#### Data provided

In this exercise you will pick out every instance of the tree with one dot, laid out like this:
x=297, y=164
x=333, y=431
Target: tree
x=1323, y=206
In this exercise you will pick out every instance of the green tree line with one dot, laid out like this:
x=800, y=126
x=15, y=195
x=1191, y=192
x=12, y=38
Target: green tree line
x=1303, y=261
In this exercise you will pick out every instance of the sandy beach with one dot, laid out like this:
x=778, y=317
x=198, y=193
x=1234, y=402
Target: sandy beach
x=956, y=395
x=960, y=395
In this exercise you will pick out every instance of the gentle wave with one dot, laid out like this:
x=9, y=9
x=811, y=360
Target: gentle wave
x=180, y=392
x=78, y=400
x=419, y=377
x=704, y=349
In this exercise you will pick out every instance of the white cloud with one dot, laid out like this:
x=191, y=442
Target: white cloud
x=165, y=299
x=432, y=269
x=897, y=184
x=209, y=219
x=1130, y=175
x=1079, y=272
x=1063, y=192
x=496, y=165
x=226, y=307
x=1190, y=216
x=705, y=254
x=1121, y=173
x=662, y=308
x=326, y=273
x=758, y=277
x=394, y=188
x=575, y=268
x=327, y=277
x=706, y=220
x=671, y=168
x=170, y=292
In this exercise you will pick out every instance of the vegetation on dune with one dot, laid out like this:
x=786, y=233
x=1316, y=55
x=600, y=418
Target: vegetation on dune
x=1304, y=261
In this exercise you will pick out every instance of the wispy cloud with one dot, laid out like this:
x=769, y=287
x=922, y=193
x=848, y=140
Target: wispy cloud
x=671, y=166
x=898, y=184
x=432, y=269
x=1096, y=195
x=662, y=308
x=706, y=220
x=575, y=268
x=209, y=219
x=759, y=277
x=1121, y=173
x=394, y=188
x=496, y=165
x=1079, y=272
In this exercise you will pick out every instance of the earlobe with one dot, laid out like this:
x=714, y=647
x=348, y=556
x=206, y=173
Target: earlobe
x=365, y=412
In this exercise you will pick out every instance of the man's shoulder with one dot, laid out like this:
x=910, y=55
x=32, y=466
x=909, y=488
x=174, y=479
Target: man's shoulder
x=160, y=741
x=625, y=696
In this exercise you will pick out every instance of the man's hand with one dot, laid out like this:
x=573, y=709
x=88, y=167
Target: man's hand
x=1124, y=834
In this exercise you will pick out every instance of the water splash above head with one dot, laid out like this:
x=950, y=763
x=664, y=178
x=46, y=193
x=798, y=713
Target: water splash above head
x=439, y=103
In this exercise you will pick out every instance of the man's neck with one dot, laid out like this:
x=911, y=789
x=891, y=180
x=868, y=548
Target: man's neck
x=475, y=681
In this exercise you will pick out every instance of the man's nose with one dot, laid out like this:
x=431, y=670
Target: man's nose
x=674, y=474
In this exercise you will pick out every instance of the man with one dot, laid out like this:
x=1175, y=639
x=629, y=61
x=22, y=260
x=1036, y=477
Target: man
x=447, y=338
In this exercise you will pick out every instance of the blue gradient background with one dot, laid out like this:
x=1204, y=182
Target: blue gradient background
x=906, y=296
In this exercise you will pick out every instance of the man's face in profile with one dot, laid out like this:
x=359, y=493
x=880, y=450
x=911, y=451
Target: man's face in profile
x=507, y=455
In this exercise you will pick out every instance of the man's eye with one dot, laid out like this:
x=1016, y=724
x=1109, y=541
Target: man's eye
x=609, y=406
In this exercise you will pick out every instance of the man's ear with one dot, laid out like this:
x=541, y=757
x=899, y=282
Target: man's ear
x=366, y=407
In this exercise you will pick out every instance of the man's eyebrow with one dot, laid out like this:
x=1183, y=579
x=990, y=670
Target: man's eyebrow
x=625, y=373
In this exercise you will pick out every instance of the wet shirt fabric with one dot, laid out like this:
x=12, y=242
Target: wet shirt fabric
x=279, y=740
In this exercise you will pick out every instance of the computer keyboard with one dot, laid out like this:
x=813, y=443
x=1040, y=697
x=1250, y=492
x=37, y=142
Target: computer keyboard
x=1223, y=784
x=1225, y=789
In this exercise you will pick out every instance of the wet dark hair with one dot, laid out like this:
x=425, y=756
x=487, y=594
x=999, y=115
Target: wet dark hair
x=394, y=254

########

Return every line of the data above as a JSON list of strings, one string per line, with blank lines omitted.

[
  "In this exercise you will pick out every instance of the tree with one dot, laid out like this:",
  "x=297, y=164",
  "x=333, y=431",
  "Target: tree",
  "x=1323, y=206",
  "In this exercise you will pick out every instance of the green tree line with one dot, laid out like this:",
  "x=800, y=126",
  "x=15, y=195",
  "x=1191, y=192",
  "x=12, y=38",
  "Target: green tree line",
  "x=1303, y=261",
  "In this exercise you will pick out every instance of the sandy beach with one dot, laid out like this:",
  "x=778, y=317",
  "x=198, y=193",
  "x=1234, y=402",
  "Target: sandy beach",
  "x=956, y=395",
  "x=960, y=395",
  "In this exercise you will pick out every instance of the gentle wave with one dot, laid out like this:",
  "x=9, y=9",
  "x=811, y=360",
  "Target: gentle wave",
  "x=180, y=392",
  "x=78, y=400",
  "x=419, y=377",
  "x=704, y=349",
  "In this exercise you will pick out every instance of the white cloud with one dot, laid out like this:",
  "x=191, y=442",
  "Target: white cloud",
  "x=165, y=299",
  "x=432, y=269",
  "x=897, y=184",
  "x=209, y=219",
  "x=1130, y=175",
  "x=1079, y=272",
  "x=1063, y=192",
  "x=496, y=165",
  "x=226, y=307",
  "x=1190, y=216",
  "x=705, y=254",
  "x=1121, y=173",
  "x=662, y=308",
  "x=326, y=273",
  "x=758, y=277",
  "x=394, y=188",
  "x=575, y=268",
  "x=327, y=277",
  "x=706, y=220",
  "x=671, y=168",
  "x=170, y=292",
  "In this exercise you will pick out every instance of the vegetation on dune with one dot, laid out like this:",
  "x=786, y=233",
  "x=1316, y=55",
  "x=600, y=418",
  "Target: vegetation on dune",
  "x=1304, y=261",
  "In this exercise you will pick out every instance of the wispy cloud with one dot, laid out like this:",
  "x=769, y=287",
  "x=922, y=193",
  "x=848, y=140",
  "Target: wispy cloud",
  "x=671, y=166",
  "x=898, y=184",
  "x=432, y=269",
  "x=1096, y=195",
  "x=662, y=308",
  "x=706, y=220",
  "x=575, y=268",
  "x=209, y=219",
  "x=759, y=277",
  "x=1121, y=173",
  "x=394, y=188",
  "x=496, y=165",
  "x=1079, y=272",
  "In this exercise you will pick out every instance of the earlobe with one dot, laid out like this:",
  "x=714, y=647",
  "x=348, y=556",
  "x=206, y=173",
  "Target: earlobe",
  "x=365, y=412",
  "In this exercise you will pick out every instance of the man's shoulder with one dot, laid out like this:",
  "x=910, y=55",
  "x=32, y=466",
  "x=909, y=488",
  "x=174, y=479",
  "Target: man's shoulder",
  "x=160, y=741",
  "x=625, y=696",
  "In this exercise you will pick out every instance of the man's hand with one dot, laid out like this:",
  "x=573, y=709",
  "x=88, y=167",
  "Target: man's hand",
  "x=1124, y=834",
  "In this exercise you will pick out every instance of the water splash above head with one dot, laid out like this:",
  "x=950, y=763",
  "x=664, y=178",
  "x=46, y=193",
  "x=798, y=713",
  "Target: water splash above head",
  "x=439, y=103",
  "In this exercise you will pick out every instance of the man's neck with one dot, laid out like this:",
  "x=911, y=789",
  "x=891, y=180",
  "x=868, y=548",
  "Target: man's neck",
  "x=475, y=681",
  "In this exercise you will pick out every instance of the man's nose with one dot, laid out like this:",
  "x=431, y=670",
  "Target: man's nose",
  "x=674, y=474",
  "In this exercise you will pick out every instance of the man with one dot, laid out like this:",
  "x=1175, y=639",
  "x=629, y=61",
  "x=22, y=260",
  "x=1036, y=477",
  "Target: man",
  "x=447, y=338",
  "In this exercise you will pick out every instance of the blue gradient background with one dot, laid out like this:",
  "x=1204, y=182",
  "Target: blue gradient background",
  "x=906, y=296",
  "In this exercise you will pick out every instance of the man's face in profile with one dot, laid out like this:",
  "x=359, y=493",
  "x=880, y=450",
  "x=911, y=451",
  "Target: man's face in profile",
  "x=507, y=455",
  "In this exercise you will pick out every instance of the man's eye with one dot, laid out like this:",
  "x=1016, y=724",
  "x=1109, y=541",
  "Target: man's eye",
  "x=609, y=406",
  "In this exercise you will pick out every instance of the man's ear with one dot, laid out like this:",
  "x=541, y=757",
  "x=899, y=282",
  "Target: man's ear",
  "x=366, y=407",
  "In this exercise you will pick out every instance of the man's eyebrow with one dot, laid out like this:",
  "x=1183, y=579",
  "x=990, y=670",
  "Target: man's eyebrow",
  "x=625, y=373",
  "In this exercise you will pick out every instance of the wet shirt fabric with one dot, laid out like this:",
  "x=12, y=242",
  "Target: wet shirt fabric",
  "x=279, y=740",
  "In this exercise you will pick out every instance of the computer keyboard with one dot, laid out like this:",
  "x=813, y=443",
  "x=1040, y=697",
  "x=1250, y=492",
  "x=37, y=142",
  "Target: computer keyboard",
  "x=1223, y=784",
  "x=1225, y=789",
  "In this exercise you will pick out every instance of the wet dark hair with one dot, laid out like this:",
  "x=425, y=756",
  "x=487, y=594",
  "x=999, y=115",
  "Target: wet dark hair",
  "x=394, y=254"
]